-------- INPUT DATA
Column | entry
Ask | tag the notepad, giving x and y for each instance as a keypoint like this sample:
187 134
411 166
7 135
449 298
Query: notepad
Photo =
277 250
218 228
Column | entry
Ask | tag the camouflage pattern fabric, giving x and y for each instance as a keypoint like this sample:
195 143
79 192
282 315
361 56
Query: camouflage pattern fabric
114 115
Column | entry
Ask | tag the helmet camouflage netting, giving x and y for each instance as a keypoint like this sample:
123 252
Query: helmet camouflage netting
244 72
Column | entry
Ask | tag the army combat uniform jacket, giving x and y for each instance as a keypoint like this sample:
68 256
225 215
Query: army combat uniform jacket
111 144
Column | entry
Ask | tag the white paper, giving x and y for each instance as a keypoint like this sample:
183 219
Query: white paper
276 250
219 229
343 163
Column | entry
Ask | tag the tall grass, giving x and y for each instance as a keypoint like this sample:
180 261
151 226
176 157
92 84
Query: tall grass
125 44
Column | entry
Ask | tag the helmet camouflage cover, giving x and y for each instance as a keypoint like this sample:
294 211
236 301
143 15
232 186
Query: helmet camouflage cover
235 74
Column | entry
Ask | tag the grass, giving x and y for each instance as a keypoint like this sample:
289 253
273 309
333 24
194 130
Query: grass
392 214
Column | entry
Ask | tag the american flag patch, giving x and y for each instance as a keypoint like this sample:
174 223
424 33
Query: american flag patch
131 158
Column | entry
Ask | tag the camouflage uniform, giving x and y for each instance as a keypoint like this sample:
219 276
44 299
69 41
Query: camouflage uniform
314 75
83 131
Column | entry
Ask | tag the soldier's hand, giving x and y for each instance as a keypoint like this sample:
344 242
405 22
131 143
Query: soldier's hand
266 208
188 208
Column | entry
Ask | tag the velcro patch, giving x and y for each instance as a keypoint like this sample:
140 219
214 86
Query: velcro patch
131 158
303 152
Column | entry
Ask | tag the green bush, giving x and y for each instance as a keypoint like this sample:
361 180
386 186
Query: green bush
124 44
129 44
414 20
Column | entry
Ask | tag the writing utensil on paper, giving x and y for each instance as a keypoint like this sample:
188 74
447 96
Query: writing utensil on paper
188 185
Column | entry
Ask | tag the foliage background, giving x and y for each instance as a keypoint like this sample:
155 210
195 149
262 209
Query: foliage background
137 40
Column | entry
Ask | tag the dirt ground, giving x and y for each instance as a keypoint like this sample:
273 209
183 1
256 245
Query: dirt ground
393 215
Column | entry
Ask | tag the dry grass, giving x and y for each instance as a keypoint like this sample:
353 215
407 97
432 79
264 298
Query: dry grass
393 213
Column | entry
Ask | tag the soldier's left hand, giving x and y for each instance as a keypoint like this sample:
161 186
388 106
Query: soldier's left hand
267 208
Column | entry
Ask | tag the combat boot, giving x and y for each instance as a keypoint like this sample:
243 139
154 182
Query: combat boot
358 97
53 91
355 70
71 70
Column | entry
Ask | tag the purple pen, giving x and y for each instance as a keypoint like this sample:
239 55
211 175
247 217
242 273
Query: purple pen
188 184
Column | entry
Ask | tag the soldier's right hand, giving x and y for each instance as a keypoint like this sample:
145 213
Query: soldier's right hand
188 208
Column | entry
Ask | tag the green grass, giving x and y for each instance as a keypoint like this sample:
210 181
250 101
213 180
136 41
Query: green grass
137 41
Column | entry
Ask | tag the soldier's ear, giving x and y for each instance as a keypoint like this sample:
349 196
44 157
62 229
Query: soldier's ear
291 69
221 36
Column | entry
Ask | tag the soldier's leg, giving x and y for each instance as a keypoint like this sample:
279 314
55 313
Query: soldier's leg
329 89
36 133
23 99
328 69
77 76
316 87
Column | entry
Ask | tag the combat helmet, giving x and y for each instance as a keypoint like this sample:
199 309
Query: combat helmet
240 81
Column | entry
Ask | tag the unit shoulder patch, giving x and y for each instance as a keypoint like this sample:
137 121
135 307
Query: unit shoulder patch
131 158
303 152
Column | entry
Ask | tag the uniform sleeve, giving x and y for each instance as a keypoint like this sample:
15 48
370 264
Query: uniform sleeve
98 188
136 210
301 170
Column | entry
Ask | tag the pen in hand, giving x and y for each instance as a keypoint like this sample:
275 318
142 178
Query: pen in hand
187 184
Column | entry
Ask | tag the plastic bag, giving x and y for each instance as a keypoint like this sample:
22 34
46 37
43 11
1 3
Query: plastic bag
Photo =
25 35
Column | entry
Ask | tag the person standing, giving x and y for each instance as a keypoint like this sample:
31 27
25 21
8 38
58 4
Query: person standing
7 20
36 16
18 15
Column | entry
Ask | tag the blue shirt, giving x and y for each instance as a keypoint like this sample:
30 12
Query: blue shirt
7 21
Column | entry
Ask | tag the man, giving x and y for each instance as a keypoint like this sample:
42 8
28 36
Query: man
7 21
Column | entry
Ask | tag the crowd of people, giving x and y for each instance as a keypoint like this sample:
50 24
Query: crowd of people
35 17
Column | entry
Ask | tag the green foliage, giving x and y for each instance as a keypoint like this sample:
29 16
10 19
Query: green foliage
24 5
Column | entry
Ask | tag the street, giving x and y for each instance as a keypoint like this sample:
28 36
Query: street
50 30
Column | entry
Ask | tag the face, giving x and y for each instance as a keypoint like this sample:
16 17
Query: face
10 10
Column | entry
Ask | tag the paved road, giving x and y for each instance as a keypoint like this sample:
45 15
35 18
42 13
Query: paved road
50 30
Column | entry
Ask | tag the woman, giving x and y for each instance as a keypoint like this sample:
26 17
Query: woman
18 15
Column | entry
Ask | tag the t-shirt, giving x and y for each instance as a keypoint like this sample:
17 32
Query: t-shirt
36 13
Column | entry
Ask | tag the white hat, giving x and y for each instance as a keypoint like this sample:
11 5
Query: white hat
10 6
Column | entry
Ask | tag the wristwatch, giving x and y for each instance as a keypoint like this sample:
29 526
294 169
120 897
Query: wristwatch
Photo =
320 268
----------------
What you should do is return the records above exactly, leaving nothing out.

[RESULT OF THIS TASK]
Column | entry
Ask | tag the notepad, giving x and y for each instance as a keypoint like this sample:
187 134
411 166
7 135
449 298
Query: notepad
Photo =
277 250
218 228
Column | entry
Ask | tag the camouflage pattern fabric, giving x and y for each instance as a keypoint like this sample:
195 143
79 192
282 315
361 56
Query: camouflage pattern fabric
114 115
Column | entry
Ask | tag the helmet camouflage netting, giving x and y for each instance as a keypoint like this sample:
123 252
Query: helmet camouflage netting
244 72
Column | entry
Ask | tag the army combat uniform jacket, giving x and y for each instance as a keypoint like this sample:
68 256
225 215
Query: army combat uniform jacket
111 144
Column | entry
Ask | tag the white paper, giving x and y for each instance as a keypoint like this sample:
183 219
Query: white paper
276 250
219 229
343 163
Column | entry
Ask | tag the tall grass, giving x and y for each instance as a keypoint like this sample:
180 261
151 226
176 157
92 84
Query: tall grass
125 44
Column | entry
Ask | tag the helmet camouflage cover, giving x and y for each instance as a keypoint like this sample:
294 211
236 301
143 15
232 186
Query: helmet camouflage cover
235 74
Column | entry
Ask | tag the grass, giving x and y for each instance as a keypoint like this sample:
289 253
273 309
333 24
194 130
Query: grass
392 214
Column | entry
Ask | tag the american flag patch, giving x and y for each instance as a keypoint like this sample:
174 223
424 33
Query: american flag patch
131 158
Column | entry
Ask | tag the camouflage uniform, giving x and y for each instance as a keypoint like this sample:
219 276
44 299
69 41
Query: camouflage uniform
314 75
83 131
Column | entry
Ask | tag the soldier's hand, giving x and y for each instance as a keypoint like this sample:
344 242
405 22
131 143
Query: soldier's hand
266 208
188 208
Column | entry
Ask | tag the velcro patch, giving x and y for each instance as a keypoint like this sample:
140 219
214 86
Query: velcro patch
131 158
303 152
Column | entry
Ask | tag the green bush, giving x and y for each instance as a keypoint like this sample:
361 180
386 186
Query: green bush
124 44
129 44
414 20
Column | entry
Ask | tag the writing utensil on paper, giving x and y for each instance as a keypoint like this sample:
188 74
447 96
Query: writing utensil on paper
188 185
Column | entry
Ask | tag the foliage background, giving x and y for each instance as a keypoint like this sample:
155 210
195 149
262 209
Query: foliage background
137 40
Column | entry
Ask | tag the dirt ground, giving x and y for each instance as a keypoint like this sample:
273 209
183 1
256 245
Query: dirt ground
393 215
Column | entry
Ask | tag the dry grass, giving x and y for each instance as a keypoint like this sample:
353 215
407 97
432 79
264 298
Query: dry grass
393 213
Column | entry
Ask | tag the soldier's left hand, giving x and y for each instance as a keypoint like this sample:
161 186
388 106
Query: soldier's left hand
267 208
Column | entry
Ask | tag the combat boot, giving x and y for each instance as a keypoint like this sample:
243 139
154 182
Query: combat boot
358 97
53 91
355 70
71 70
Column | entry
Ask | tag the purple pen, giving x and y for each instance as a keypoint like this sample:
239 55
211 175
247 217
242 273
Query: purple pen
188 184
Column | entry
Ask | tag the soldier's right hand, giving x and y for each instance as a keypoint like this sample:
145 213
Query: soldier's right hand
188 208
Column | entry
Ask | tag the green grass, giving x and y for each instance as a keypoint like this sample:
210 181
250 101
213 180
136 41
Query: green grass
137 41
Column | entry
Ask | tag the soldier's ear, giving x and y for each instance as a keypoint like this sample:
349 196
44 157
62 229
Query: soldier's ear
291 69
221 36
Column | entry
Ask | tag the soldier's leg, giving x and y for each instance as a keypoint like this sample:
279 314
55 313
Query: soldier's leg
329 89
36 133
23 99
328 69
77 76
316 87
Column | entry
Ask | tag the combat helmet, giving x and y for each instance as a keypoint like this sample:
199 309
Query: combat helmet
240 81
Column | entry
Ask | tag the unit shoulder patch, giving x and y for each instance as a keypoint like this sample:
137 121
135 307
Query: unit shoulder patch
131 158
303 152
Column | entry
Ask | tag the uniform sleeve, giving x and y for each instance as a keypoint like this sample:
15 48
370 264
Query: uniform sleeve
98 188
136 210
301 170
Column | entry
Ask | tag the pen in hand, giving x and y for each instance as a keypoint like this sample:
275 318
142 178
Query: pen in hand
187 184
Column | entry
Ask | tag the plastic bag, giving x and y for each instance as a keypoint like this sample:
22 34
46 37
43 11
1 3
Query: plastic bag
Photo =
25 35
Column | entry
Ask | tag the person standing, giving x and y for each instance as a keypoint like this sample:
31 27
25 21
8 38
58 4
Query: person standing
7 20
36 16
18 15
Column | entry
Ask | tag the blue shirt, giving x and y for each instance as a keypoint like this sample:
30 12
Query: blue shirt
7 21
Column | entry
Ask | tag the man, giving x and y for each instance as a keypoint like this sample:
42 8
28 36
Query: man
7 21
Column | entry
Ask | tag the crowd of people, giving x and y for each instance as a keypoint like this sample:
50 24
Query: crowd of people
35 17
Column | entry
Ask | tag the green foliage, giving x and y for each instance as a keypoint like this sample:
29 16
10 19
Query: green foliage
24 5
Column | entry
Ask | tag the street, giving x and y for each instance as a keypoint like this sample:
28 36
Query: street
50 30
Column | entry
Ask | tag the face, giving x and y for each instance as a keypoint like this sample:
16 17
Query: face
10 10
Column | entry
Ask | tag the paved road, giving x and y for each instance as a keypoint like this sample:
45 15
35 18
42 13
Query: paved road
50 30
Column | entry
Ask | tag the woman, giving x and y for each instance as a keypoint like this sample:
26 17
Query: woman
18 15
Column | entry
Ask | tag the t-shirt, giving x and y for each instance as a keypoint like this sample:
17 32
Query: t-shirt
36 13
Column | entry
Ask | tag the white hat, giving x and y for each instance as a keypoint like this sample:
11 5
Query: white hat
10 6
Column | entry
Ask | tag the wristwatch, giving x and y for each instance as a keypoint like this sample:
29 526
294 169
120 897
Query: wristwatch
Photo =
320 268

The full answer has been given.